--- Required action 1 ---
Translate this sentence from the rhubarb column into Spanish: "The edible red stalks contain vitamins A and C, potassium, and magnesium and are usually prepared as a fruit."
--- Required action 2 ---
Pick up the rhubarb column after its final sentence and write the next part of its planting instructions.

--- Reading passage ---
Inspired to nuture, Barb Foster took up gardening over a decade ago. She has a particular passion for this areas hardy perennials.

Barb collects her own seeds, grows seedlings in a greenhouse and has 500 sq ft of growing beds plus numerous perennial flower beds in her Zone 1b garden in Chetwynd, B.C.

Barb writes weekly for the Chetwynd Echo.

May 18, 2008

Our friend from the Frazer Valley mentioned that his Rhubarb was ready to pick. That got me to thinking about Rhubarb, and what a remarkable plant it really is. Our Rhubarb was showing red buds of new growth and just a few green leaves. I know it will not be harmed by cold temperatures; it is hardy to zone 1; in fact it even prefers colder climates.

Rhubarb produces one of the first crops in spring, it is resistant to most pests and disease, and is an easy to grow, low maintenance perennial plant.

There are several varieties of Rheum rhabarbarum (Rhubarb) some have been developed exclusively for ornamental use in landscape plantings. The 'Victoria' with greenish stalks,and the 'Crimson Cherry', 'MacDonald', and 'Strawberry' with red stalks are the more commonly cultivated food varieties.

The large heart shaped leaves of the Rhubarb contain oxalic acid which is poison, the leaves may be composted, but should never be eaten.

The edible red stalks contain vitamins A and C, potassium, and magnesium and are usually prepared as a fruit.

Propagate Rhubarb from root segments/crowns containing two or three points of new growth, evident by roundish red buds. Three plants should provide enough fresh and frozen Rhubarb for a family of four. Planted in full sun, with rich, well drained soil the Rhubarb plants can grow three feet tall and four feet wide. Give them plenty of room to grow, dig a planting hole two feet deep and two feet in diameter for each plant. Add six inches of compost or aged manure to the bottom of the hole, cover this with a mixture of compost and topsoil.

--- Information ---
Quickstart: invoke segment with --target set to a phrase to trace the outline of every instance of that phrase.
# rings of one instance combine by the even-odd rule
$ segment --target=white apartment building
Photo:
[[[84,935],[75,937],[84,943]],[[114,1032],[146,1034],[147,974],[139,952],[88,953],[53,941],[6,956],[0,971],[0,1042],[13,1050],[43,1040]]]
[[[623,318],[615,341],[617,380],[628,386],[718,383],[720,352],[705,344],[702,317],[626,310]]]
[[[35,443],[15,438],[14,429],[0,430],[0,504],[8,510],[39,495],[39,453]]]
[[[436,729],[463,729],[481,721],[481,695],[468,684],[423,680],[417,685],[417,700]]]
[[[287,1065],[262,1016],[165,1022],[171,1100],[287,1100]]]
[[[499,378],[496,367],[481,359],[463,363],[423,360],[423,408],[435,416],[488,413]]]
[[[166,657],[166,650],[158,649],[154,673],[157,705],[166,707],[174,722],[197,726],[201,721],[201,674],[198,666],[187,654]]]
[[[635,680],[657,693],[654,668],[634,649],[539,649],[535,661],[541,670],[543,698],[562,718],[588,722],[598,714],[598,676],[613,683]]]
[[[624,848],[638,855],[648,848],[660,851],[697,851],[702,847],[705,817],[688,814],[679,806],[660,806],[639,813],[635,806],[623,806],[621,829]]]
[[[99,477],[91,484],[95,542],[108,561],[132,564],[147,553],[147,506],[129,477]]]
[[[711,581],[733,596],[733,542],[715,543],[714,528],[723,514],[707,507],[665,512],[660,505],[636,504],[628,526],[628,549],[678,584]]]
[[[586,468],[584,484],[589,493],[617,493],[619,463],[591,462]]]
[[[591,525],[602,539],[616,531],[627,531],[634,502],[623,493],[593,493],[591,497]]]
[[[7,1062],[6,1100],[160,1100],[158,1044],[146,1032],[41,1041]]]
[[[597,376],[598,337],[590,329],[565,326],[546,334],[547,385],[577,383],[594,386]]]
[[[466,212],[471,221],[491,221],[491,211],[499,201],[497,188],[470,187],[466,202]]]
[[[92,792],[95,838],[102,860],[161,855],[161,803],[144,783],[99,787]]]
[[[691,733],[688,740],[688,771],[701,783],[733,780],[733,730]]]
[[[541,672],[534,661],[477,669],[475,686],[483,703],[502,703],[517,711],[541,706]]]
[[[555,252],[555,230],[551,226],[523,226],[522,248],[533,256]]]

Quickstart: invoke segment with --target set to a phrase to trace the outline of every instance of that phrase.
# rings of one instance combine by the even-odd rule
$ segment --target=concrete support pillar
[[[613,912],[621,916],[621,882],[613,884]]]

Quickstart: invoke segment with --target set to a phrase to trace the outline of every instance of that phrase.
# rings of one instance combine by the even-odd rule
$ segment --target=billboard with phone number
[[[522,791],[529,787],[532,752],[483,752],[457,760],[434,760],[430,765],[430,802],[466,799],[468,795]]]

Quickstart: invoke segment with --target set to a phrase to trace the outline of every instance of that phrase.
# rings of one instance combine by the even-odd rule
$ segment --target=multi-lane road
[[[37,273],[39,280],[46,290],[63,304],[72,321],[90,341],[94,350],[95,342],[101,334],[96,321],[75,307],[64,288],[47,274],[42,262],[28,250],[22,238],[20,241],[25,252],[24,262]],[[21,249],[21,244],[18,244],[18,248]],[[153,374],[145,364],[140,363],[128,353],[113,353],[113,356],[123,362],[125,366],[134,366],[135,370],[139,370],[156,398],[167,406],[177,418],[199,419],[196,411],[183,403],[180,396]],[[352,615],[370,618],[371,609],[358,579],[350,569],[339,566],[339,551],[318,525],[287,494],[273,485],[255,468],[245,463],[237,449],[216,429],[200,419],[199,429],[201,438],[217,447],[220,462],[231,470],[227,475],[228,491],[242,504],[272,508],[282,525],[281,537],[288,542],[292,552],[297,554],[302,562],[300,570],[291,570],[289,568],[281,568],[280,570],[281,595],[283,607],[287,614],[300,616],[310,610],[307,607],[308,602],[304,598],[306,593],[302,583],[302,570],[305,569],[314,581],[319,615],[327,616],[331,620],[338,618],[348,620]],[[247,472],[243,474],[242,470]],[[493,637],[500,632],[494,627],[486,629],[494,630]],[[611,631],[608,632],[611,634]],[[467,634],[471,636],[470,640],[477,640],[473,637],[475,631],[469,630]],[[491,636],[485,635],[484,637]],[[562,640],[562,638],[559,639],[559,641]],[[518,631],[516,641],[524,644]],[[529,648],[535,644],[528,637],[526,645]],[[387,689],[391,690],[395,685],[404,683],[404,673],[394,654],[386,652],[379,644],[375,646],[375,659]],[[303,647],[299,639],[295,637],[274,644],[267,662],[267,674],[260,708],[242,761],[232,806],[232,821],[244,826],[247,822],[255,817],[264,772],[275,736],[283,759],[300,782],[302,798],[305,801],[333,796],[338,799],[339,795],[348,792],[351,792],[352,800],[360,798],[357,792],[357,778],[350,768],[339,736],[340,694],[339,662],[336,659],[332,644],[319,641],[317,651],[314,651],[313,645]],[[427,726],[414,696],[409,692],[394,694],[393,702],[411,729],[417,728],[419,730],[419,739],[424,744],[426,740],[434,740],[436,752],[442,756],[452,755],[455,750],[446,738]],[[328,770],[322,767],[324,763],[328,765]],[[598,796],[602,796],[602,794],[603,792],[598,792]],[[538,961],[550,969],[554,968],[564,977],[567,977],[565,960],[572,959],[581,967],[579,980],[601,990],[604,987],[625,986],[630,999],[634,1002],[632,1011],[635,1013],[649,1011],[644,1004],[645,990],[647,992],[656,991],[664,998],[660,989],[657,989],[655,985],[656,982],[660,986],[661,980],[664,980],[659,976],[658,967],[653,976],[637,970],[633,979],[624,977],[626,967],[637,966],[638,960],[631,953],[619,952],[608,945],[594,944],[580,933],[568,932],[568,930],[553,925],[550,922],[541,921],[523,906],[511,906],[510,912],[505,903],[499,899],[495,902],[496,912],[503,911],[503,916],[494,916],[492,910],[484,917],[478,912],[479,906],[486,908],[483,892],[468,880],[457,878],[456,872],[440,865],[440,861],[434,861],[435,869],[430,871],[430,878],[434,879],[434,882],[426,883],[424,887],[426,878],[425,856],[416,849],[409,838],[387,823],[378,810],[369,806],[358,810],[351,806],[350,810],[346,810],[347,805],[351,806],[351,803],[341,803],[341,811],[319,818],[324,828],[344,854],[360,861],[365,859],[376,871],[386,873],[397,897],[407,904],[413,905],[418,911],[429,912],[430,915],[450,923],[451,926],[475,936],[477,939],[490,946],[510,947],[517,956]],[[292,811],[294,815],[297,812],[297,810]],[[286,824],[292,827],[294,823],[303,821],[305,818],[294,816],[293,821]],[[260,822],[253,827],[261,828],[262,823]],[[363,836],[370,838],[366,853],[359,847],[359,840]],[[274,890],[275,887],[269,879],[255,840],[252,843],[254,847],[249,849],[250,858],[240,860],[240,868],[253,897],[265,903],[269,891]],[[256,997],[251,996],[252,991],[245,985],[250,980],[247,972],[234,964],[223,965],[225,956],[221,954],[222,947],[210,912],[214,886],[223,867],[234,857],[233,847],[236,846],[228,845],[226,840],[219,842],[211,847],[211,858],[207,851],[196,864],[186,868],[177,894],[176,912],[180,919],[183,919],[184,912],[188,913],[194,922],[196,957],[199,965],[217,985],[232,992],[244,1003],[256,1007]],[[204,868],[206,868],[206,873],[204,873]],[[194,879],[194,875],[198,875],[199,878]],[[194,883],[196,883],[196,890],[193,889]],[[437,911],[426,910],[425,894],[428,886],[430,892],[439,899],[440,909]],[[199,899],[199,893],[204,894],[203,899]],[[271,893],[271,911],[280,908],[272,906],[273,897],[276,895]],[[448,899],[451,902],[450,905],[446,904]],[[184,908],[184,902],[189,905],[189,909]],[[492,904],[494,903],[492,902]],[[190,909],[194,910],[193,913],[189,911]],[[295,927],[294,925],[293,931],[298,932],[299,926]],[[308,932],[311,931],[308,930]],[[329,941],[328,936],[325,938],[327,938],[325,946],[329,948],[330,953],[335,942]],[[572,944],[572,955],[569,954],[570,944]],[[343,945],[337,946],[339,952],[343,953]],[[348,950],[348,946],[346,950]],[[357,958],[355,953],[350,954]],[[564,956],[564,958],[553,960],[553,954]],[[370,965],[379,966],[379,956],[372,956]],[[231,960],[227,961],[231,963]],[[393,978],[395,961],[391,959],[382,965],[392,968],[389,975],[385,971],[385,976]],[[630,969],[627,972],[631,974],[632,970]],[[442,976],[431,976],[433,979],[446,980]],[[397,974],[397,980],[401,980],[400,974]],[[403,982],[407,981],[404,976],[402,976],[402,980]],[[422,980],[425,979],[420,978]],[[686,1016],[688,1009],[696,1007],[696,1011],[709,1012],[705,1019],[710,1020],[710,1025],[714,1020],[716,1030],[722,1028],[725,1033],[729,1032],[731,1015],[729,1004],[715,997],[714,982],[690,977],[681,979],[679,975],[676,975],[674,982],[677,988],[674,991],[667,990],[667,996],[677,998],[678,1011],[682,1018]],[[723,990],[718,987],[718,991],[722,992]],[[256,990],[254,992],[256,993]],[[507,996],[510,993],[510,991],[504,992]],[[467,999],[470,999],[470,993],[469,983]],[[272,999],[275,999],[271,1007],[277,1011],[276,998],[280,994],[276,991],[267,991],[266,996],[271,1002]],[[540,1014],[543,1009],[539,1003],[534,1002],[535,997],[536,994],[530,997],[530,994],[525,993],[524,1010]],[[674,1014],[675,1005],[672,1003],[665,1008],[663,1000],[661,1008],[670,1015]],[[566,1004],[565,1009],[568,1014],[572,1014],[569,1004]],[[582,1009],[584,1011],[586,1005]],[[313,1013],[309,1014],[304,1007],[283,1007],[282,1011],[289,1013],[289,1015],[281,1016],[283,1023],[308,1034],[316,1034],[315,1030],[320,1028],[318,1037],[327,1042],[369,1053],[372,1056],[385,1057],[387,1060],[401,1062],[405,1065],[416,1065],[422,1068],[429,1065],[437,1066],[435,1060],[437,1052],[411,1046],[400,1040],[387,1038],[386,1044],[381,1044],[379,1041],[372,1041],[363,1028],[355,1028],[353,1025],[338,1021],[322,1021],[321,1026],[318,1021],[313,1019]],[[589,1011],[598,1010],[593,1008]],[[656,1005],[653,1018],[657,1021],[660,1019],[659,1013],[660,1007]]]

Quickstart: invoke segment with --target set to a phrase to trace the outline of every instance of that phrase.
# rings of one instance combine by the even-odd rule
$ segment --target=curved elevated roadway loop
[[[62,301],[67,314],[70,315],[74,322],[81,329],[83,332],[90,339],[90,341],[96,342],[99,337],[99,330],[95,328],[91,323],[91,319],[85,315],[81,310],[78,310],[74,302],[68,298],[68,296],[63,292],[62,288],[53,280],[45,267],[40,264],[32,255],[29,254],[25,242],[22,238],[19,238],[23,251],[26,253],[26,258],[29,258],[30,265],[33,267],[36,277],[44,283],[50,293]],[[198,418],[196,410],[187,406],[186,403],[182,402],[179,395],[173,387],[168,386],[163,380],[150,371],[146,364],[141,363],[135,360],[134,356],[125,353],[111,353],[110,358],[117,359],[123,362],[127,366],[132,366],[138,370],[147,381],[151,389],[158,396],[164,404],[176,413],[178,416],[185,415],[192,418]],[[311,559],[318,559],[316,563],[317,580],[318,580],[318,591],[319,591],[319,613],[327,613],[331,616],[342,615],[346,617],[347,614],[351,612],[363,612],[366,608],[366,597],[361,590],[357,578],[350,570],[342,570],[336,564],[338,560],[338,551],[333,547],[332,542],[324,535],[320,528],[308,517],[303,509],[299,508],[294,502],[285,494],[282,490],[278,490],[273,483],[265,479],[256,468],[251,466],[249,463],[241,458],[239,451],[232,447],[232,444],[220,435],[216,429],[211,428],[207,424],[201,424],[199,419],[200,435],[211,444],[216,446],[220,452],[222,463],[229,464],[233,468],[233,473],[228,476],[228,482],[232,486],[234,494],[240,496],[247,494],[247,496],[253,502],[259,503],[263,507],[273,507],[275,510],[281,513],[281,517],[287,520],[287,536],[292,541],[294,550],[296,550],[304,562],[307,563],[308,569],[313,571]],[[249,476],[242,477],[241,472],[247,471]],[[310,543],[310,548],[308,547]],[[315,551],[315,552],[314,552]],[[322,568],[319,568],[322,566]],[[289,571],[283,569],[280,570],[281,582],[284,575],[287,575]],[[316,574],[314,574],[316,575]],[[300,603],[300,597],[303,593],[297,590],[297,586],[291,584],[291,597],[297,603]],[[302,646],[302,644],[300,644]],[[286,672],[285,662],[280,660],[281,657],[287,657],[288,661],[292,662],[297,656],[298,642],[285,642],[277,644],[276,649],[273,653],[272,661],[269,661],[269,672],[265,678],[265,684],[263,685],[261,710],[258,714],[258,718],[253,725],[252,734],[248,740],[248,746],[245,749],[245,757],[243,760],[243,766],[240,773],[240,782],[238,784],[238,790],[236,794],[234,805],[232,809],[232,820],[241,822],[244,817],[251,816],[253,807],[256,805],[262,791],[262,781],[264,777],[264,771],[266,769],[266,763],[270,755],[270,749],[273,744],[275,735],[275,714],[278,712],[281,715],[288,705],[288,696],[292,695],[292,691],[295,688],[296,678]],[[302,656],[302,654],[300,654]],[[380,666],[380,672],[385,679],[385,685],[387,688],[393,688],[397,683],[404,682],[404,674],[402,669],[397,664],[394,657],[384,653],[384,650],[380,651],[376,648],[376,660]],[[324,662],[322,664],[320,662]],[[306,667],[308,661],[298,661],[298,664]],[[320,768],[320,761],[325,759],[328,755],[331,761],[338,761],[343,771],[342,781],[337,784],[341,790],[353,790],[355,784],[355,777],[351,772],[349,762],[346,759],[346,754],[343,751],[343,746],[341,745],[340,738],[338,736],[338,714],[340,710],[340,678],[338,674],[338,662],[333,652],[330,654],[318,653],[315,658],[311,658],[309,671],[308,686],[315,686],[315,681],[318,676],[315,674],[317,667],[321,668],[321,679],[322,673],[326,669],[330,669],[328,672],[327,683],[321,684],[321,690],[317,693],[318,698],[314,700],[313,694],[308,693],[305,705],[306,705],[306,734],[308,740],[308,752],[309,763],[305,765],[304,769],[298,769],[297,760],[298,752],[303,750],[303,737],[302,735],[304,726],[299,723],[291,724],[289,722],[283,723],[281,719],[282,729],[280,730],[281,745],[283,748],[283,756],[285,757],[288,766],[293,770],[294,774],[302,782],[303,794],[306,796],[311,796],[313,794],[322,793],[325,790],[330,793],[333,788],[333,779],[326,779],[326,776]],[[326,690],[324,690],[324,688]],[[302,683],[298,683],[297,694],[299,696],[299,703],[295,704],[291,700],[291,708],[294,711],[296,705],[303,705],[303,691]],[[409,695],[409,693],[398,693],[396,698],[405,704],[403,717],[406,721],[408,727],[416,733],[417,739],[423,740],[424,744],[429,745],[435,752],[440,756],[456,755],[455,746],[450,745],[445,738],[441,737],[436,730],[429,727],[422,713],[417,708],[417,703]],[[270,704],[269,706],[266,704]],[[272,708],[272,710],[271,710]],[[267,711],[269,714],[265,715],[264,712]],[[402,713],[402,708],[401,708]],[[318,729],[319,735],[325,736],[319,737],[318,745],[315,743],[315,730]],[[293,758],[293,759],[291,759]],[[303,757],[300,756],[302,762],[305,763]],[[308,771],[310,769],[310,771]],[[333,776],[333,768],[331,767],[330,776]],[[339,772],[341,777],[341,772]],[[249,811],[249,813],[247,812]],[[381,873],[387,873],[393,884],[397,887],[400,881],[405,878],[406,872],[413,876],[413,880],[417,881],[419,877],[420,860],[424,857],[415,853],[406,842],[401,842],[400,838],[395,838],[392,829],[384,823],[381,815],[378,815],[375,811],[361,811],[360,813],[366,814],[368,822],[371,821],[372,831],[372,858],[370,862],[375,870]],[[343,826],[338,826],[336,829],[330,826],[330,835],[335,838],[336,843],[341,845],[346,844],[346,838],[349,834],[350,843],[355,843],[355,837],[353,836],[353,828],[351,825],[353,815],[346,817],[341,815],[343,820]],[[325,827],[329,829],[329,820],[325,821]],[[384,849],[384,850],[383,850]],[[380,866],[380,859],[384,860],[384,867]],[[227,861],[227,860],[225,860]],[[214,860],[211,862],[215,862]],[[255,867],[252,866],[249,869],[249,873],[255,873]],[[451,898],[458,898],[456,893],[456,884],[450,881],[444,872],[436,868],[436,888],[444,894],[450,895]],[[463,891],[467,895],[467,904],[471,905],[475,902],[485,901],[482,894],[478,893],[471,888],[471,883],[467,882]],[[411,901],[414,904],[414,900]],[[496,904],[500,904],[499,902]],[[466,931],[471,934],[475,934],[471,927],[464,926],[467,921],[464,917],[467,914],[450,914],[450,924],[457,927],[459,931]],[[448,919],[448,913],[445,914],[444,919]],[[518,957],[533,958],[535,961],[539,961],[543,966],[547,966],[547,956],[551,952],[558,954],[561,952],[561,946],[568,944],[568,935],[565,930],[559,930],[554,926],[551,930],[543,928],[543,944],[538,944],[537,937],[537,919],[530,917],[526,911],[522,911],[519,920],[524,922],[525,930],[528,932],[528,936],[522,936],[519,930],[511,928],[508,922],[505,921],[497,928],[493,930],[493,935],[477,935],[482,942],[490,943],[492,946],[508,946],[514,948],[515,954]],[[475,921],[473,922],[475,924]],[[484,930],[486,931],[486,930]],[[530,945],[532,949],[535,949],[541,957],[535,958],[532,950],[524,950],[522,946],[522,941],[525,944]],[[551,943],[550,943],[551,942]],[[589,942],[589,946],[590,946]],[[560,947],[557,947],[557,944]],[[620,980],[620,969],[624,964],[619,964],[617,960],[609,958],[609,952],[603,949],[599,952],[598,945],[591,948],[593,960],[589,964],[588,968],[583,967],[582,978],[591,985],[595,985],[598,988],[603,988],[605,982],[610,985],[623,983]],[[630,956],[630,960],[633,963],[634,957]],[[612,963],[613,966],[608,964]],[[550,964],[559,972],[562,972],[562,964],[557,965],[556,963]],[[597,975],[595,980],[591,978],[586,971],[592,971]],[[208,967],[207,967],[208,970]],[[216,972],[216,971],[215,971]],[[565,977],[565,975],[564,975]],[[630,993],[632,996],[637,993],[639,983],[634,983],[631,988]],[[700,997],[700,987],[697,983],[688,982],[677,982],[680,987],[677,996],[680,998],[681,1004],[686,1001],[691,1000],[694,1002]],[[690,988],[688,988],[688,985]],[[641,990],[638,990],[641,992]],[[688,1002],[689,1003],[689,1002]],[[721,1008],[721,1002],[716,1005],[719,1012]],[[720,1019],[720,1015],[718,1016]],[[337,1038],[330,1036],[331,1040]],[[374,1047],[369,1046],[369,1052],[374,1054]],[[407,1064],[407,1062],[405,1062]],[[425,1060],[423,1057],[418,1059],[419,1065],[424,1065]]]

--- Written reply 1 ---
Los tallos rojos comestibles contienen vitaminas A y C, potasio y magnesio, y suelen prepararse como una fruta.

--- Written reply 2 ---
Make a depression to plant the Rhubarb root deep enough so that the growth buds on the top of the plant are just one inch below the soil level. Pull the soil mixture in around the top of the root without actually covering the red buds of the crown, and water well. Mulch around the crown but not over the new growth with straw or shredded leaves.

Fertilize mid-summer with a layer of compost around the crown. Keep the soil moist but not soggy. Remove flower stalks to direct energy to root growth. Remove dead leaves as they appear. After the ground has frozen winter mulch for at least the first winter with as much as eight inches of straw over the crown. Be sure to remove the winter mulch before the spring growth period begins. Do not harvest the first year. The following year a few stalks may be harvested during the first two weeks of the season. In subsequent years harvesting may continue for eight to ten weeks as long as no more than half of the stalks are removed per picking. To remove stalks grasp the stalk with your hand, slide your thumb down the inner grove as far as it will go, twist the stalk while pulling up. Do not harvest Rhubarb by cutting it, the end left in the ground can rot and cause disease in the root.

After several years, when the plant shows signs of age and is no longer producing the big juicy stalks it once did, it is time to divide the crown. This is best done in early spring. The root is dug up, the side ward growing roots can be cut off, the crown is then cut into pieces each containing roots and two or three growth buds. Replant these new crowns as above.